Retype the rows below without any change, starting at the line that contains "One point marks each instance of the no" and continuing through the last of the rows.

....

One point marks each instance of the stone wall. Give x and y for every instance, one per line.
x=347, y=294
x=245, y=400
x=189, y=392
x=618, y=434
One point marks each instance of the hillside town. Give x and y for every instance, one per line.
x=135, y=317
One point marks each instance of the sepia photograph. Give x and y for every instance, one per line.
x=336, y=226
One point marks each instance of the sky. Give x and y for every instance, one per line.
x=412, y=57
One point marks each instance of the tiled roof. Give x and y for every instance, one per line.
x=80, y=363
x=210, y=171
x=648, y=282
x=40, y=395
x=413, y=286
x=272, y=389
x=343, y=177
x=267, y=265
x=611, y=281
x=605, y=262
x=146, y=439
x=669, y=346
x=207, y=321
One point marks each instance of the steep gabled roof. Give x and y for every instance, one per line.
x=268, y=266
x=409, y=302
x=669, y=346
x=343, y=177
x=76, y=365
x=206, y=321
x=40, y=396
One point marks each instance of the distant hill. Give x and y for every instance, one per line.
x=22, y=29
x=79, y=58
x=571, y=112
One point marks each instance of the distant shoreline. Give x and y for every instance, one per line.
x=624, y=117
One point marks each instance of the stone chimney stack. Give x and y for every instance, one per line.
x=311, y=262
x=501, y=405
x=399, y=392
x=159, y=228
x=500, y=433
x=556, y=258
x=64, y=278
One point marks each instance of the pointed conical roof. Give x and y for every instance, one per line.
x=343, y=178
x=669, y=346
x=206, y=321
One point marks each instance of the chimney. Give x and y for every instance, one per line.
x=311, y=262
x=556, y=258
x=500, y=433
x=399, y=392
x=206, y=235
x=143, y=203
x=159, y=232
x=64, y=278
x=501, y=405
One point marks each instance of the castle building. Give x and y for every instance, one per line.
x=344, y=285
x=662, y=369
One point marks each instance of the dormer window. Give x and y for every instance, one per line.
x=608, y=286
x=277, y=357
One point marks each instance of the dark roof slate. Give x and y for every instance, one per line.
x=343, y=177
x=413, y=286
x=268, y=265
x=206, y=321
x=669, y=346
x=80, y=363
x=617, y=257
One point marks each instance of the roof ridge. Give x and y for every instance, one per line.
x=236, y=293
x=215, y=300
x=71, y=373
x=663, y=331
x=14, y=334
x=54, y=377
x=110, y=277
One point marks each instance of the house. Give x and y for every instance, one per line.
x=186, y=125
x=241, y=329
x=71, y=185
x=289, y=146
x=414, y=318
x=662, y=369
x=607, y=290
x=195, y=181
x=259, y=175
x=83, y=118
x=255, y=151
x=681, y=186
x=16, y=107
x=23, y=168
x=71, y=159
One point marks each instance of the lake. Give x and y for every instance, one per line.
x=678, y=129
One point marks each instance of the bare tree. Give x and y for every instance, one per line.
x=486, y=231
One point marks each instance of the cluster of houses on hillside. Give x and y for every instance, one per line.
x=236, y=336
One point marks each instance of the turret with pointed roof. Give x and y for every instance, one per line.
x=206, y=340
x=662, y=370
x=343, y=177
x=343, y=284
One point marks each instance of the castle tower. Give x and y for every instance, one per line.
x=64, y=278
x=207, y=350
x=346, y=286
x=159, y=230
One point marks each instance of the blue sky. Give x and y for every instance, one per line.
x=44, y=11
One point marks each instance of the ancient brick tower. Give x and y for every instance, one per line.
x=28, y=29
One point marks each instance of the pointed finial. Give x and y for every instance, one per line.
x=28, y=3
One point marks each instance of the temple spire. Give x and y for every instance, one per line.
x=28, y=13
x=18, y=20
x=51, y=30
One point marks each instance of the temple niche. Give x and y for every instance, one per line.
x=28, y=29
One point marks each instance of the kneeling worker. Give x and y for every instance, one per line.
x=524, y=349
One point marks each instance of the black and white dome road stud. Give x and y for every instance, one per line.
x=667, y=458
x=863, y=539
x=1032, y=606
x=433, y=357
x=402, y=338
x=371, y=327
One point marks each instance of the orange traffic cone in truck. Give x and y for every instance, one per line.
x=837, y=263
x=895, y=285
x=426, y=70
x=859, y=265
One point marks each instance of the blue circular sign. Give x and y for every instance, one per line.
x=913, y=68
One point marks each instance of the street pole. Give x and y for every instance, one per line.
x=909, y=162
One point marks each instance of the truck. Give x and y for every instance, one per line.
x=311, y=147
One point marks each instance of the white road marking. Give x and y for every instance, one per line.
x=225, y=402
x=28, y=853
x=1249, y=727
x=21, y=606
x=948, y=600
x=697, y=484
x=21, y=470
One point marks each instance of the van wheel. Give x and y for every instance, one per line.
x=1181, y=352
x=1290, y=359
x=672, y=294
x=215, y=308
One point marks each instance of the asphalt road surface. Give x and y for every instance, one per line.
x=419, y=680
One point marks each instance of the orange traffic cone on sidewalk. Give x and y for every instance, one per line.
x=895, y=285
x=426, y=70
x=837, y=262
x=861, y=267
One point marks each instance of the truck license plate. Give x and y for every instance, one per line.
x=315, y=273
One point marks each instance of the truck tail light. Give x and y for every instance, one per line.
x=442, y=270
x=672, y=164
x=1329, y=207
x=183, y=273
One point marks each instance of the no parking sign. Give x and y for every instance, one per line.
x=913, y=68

....

**Full response**
One point marks each instance of the no parking sign. Give x and y for every instance, one per line.
x=913, y=68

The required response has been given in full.